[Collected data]
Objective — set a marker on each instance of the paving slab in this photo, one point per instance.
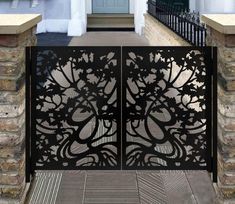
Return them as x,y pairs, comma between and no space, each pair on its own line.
122,187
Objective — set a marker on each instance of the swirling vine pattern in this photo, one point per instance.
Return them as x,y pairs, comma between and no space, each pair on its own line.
76,109
165,108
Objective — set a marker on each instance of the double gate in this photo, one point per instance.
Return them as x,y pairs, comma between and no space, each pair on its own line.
120,108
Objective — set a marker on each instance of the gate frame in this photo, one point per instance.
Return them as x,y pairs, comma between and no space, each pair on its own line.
211,113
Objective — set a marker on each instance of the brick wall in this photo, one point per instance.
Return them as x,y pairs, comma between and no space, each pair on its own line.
12,115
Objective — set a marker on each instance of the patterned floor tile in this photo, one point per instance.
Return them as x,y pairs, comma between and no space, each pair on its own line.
151,188
72,188
115,180
178,189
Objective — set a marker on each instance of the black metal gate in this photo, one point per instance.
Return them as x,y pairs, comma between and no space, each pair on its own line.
120,108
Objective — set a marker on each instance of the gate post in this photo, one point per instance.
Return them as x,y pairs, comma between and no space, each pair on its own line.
16,32
221,33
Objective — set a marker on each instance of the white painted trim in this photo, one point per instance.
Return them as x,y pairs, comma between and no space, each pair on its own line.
53,25
14,3
131,6
78,23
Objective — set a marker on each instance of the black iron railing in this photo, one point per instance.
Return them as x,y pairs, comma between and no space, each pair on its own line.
180,20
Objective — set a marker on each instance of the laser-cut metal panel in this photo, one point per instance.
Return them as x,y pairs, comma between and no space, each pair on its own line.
76,108
166,108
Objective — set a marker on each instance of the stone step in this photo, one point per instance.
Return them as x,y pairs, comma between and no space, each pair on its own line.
110,21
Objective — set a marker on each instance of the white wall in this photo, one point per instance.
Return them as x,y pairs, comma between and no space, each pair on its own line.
131,6
55,13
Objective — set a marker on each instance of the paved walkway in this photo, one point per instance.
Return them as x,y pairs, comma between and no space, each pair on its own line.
122,187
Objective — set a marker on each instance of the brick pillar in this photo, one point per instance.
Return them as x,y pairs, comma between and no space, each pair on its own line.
221,33
16,32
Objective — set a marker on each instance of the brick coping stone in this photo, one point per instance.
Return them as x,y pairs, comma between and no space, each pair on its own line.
18,23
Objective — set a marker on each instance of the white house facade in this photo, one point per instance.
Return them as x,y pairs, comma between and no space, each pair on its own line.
70,16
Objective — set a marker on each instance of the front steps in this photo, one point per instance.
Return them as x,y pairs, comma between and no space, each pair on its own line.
110,22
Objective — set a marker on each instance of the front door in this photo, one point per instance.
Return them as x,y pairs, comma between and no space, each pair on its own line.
110,6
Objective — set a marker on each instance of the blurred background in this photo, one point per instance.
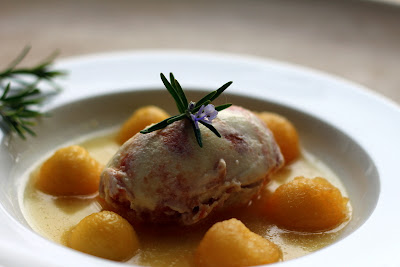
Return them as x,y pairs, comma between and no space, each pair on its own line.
356,40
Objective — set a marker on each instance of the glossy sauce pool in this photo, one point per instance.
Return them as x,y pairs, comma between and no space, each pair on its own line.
52,217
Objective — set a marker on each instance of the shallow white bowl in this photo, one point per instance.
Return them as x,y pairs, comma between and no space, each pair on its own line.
351,129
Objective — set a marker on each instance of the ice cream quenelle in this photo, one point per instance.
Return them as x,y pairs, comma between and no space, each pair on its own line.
164,176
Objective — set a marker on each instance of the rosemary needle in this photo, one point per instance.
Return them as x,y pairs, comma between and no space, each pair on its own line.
21,95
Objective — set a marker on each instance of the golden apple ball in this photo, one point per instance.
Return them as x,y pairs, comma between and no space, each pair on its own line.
308,205
231,243
104,234
69,171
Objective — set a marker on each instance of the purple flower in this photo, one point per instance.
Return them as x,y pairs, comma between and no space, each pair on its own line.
205,114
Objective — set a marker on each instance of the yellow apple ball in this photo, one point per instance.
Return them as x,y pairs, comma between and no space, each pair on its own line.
69,171
141,118
307,205
104,234
285,134
231,243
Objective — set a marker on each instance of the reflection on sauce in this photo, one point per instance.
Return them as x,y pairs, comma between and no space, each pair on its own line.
53,217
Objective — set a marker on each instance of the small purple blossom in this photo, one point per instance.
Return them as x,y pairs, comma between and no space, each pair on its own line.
205,114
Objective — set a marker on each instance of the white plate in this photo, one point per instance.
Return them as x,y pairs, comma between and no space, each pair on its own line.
361,125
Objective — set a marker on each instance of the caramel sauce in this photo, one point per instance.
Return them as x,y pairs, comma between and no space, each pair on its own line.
167,245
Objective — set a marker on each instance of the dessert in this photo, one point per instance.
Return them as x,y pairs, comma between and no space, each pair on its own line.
164,176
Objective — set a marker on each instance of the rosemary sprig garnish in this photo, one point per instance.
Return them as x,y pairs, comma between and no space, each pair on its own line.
21,95
202,111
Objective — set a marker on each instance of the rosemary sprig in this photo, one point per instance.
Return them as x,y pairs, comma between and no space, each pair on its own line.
21,95
202,111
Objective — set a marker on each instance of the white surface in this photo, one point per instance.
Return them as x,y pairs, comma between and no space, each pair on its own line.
369,119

▸ Instructions to follow: Reproduce the data above with every "set a marker" renamed to "place a dot" and all else left unchanged. Leave the pictures out.

▸ Solution for this task:
Objective — place a dot on each instance of the paving slab in this photo, one point per instance.
Return them as x,y pairs, comma between and no space, each pair on its own line.
122,187
Objective — place a dot on each instance of the swirling vine pattern in this photo, one point per instance.
Return them as x,y pairs, comma between and no space, each pair on its own line.
76,109
165,108
Objective — place a dot on each instance of the double gate in this photo, one point per instance.
Return them as x,y pairs, comma between and no space, each pair on its own line.
120,108
Objective — place a dot on each instance of the gate frame in this photo, one point per instance.
Return them as x,y pairs, comma between and no space, each pair on its own line.
211,113
Objective — place a dot on each instance of the brick wall in this photo, one point per instance.
Return them as x,y pairs, comma between and no space, each pair on its own line.
12,115
Objective — place a dot on each instance of the patterned floor tile in this photo, one point per instance.
Return them as x,y pairs, comma between and no space, each pair on its own line.
151,188
72,188
115,180
178,189
Objective — place a dot on each instance of the black metal gate in this photo, one point per instance.
Return them as x,y pairs, comma between and no space, each pair on its own line.
120,108
Objective — place a dot on each instance of the gate post in this photo, one point per instance.
Return them as x,y pairs, comma between and no space, each pair on its own line.
16,32
221,33
Objective — place a dot on each instance of the white painted trim in this photo, one point per instance.
Return them as x,y pairs, comma between and no space, each pair on its own line.
53,25
14,3
131,6
78,23
Objective — place a dot on each instance of the black iron railing in this photo, one point per instance.
Return them as x,y pairs, comma between and no space, each pair on its own line.
180,20
Objective — place a dot on each instance of the laser-cut metal panel in this photo, one point per instance.
Return them as x,y pairs, comma between and no space, each pair on its own line.
76,108
166,108
Objective — place a dot on each instance of the stone step in this photo, one point per instance.
Return them as x,y pairs, comma between and no space, each pair on its own line.
110,21
Objective — place a dot on each instance of the white wall in this photo, one point per instance.
Return them as x,y pairs, comma between and no space, each pair on its own line.
131,6
55,13
Objective — place a dot on each instance of the paved walkway in this photo, one point per instance.
Return them as x,y pairs, comma between and no space, each pair on its own line.
122,187
Objective — place a dot on each instance of the brick pillar in this photo, one point per instance.
Return them as x,y pairs, comma between and no space, each pair on its own line.
221,33
16,32
Objective — place a dot on each instance of the brick coping stone in this photo, one point per instance.
Return them as x,y pairs, comma between and no space, each pair on its own line.
18,23
Objective — place a dot on each instance of the white house facade in this photo, one point per instance.
Return them as x,y pairs, comma between and no space, each pair on its own line.
70,16
Objective — place a dot on each instance of the front steps in this photo, one point per instance.
Return them as x,y pairs, comma between and no space, each pair on its own line.
110,22
Objective — place a dot on each instance of the front door in this photo, one point per instance.
Return them as x,y pairs, comma between and no space, each pair on its own line.
110,6
Objective — place a dot on each instance of the blurred background in this photo, one point per instance.
Return them as x,y pairs, comma between and no space, each pair on its own line.
356,40
Objective — place a dot on each instance of the glossy sauce pool in this photo, one point per instance.
Return them as x,y pairs, comma between and no space, each pair on its own line.
52,217
Objective — place a dot on each instance of the shallow white bowl in this photo, one point per instance.
Return them as x,y pairs, comma between and no space, each pair on its own line.
351,129
Objective — place a dot on each instance of the ice cream quenelle in this photo, one point per instance.
Return them as x,y pairs, comma between and no space, each pair on its own line.
164,176
Objective — place a dot on each instance of the rosemary needle in this photo, one point per instance.
Return them as x,y pairs, comma between and no space, each pair on its own line.
21,95
Objective — place a dot on each instance of the golden apple ball in this photo, one point per instance.
Return them as x,y pairs, comma between and no space, each pair on its own line.
308,205
231,243
104,234
69,171
Objective — place a dot on each instance of the purple flower in this photo, one point per instance.
Return them as x,y pairs, comma between and no space, each pair on its own line.
205,114
Objective — place a dot on each instance of the yellow apple ball in this photo, one point per instance.
Return them as x,y pairs, comma between and no space, each pair on its own line.
69,171
141,118
307,205
104,234
285,134
231,243
Objective — place a dot on each instance of the reflection on sauce in this photo, one point per instance.
Return them as x,y pairs, comma between and no space, each pair on its own line.
53,217
Objective — place a dot on each instance of the small purple blossom in this photo, one point per instance.
Return them as x,y pairs, comma between and no space, each pair on its own line.
205,114
Objective — place a dot on each instance of the white plate in this photo, one point per instance.
Return them as x,y pairs, comma between and no space, each pair on its own line.
361,125
Objective — place a dot on each instance of the caramel sauce in this photo, one point per instance.
Return them as x,y pairs, comma between and no space, each pair on its own line.
167,245
Objective — place a dot on each instance of the dessert in this photo, one point per instance.
Return them as x,y pairs, comma between and no space, each pair on its own line.
164,176
Objective — place a dot on each instance of the rosemary sprig garnish in this photo, one point per instance.
Return them as x,y pairs, comma between and no space, each pair on its own line.
21,95
202,111
Objective — place a dot on each instance of the rosemary sprig in this photo, one point per instance.
Return them as x,y pairs, comma between and no space, each pair on its own line.
21,95
202,111
Objective — place a dot on each instance of the white surface in this photo, one point per instance.
Return them as x,y pairs, comma between and no space, each pair on its own line.
369,119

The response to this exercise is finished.